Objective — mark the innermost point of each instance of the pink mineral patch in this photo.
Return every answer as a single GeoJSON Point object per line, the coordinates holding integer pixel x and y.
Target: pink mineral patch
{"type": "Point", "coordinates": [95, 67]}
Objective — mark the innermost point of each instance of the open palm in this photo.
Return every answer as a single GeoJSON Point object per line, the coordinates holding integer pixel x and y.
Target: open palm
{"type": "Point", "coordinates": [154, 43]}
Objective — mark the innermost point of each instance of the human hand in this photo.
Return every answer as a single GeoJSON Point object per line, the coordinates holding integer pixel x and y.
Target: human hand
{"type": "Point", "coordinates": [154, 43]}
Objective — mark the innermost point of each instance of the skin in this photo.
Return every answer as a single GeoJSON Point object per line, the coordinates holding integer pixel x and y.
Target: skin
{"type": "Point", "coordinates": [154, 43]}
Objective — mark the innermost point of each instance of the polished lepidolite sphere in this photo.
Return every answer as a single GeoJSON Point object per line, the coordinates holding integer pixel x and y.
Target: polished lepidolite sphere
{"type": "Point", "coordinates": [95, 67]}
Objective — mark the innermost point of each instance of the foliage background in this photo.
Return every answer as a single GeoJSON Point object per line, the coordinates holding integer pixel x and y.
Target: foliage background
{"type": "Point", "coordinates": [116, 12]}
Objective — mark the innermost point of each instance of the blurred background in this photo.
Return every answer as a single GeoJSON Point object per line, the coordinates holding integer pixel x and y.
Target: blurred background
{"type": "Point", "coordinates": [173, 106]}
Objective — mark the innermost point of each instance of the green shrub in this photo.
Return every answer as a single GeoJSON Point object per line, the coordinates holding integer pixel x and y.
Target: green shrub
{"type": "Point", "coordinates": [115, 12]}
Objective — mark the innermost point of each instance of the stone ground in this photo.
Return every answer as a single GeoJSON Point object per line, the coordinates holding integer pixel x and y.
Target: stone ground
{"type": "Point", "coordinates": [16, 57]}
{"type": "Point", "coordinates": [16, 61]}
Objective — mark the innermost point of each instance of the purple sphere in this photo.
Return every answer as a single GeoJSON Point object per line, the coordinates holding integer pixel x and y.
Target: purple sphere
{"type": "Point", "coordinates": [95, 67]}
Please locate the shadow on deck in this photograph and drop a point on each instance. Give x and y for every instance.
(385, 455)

...

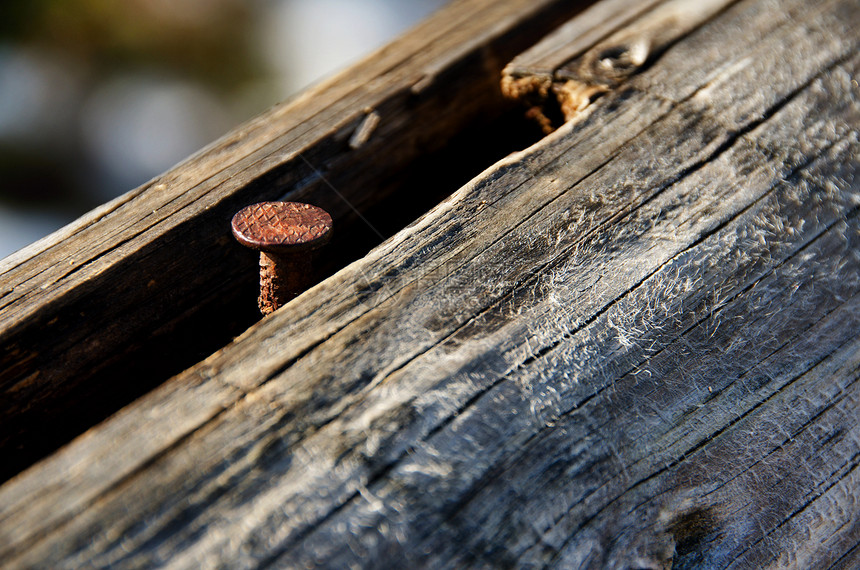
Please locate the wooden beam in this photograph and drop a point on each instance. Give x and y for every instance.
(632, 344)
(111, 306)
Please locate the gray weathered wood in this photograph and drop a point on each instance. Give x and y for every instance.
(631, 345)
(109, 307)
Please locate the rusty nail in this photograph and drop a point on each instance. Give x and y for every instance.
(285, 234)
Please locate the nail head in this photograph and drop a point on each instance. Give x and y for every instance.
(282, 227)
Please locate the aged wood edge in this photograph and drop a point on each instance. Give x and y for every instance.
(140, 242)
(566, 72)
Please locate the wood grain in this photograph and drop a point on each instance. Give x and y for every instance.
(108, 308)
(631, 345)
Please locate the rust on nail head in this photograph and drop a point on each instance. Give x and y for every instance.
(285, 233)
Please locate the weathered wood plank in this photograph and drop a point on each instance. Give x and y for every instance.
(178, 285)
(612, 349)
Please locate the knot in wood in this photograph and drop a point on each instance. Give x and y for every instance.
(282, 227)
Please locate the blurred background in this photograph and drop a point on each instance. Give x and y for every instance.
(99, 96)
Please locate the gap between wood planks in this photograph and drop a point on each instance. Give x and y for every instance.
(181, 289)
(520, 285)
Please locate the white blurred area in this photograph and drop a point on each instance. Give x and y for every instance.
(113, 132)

» **PROMPT**: Extract each line of the records above that contains the string "foliage", copying every such line in full. The match is case-sensitive.

» **RESPONSE TO THE TASK**:
Objective — mark the innermost point of each instance of the foliage background in this photo.
Target: foliage background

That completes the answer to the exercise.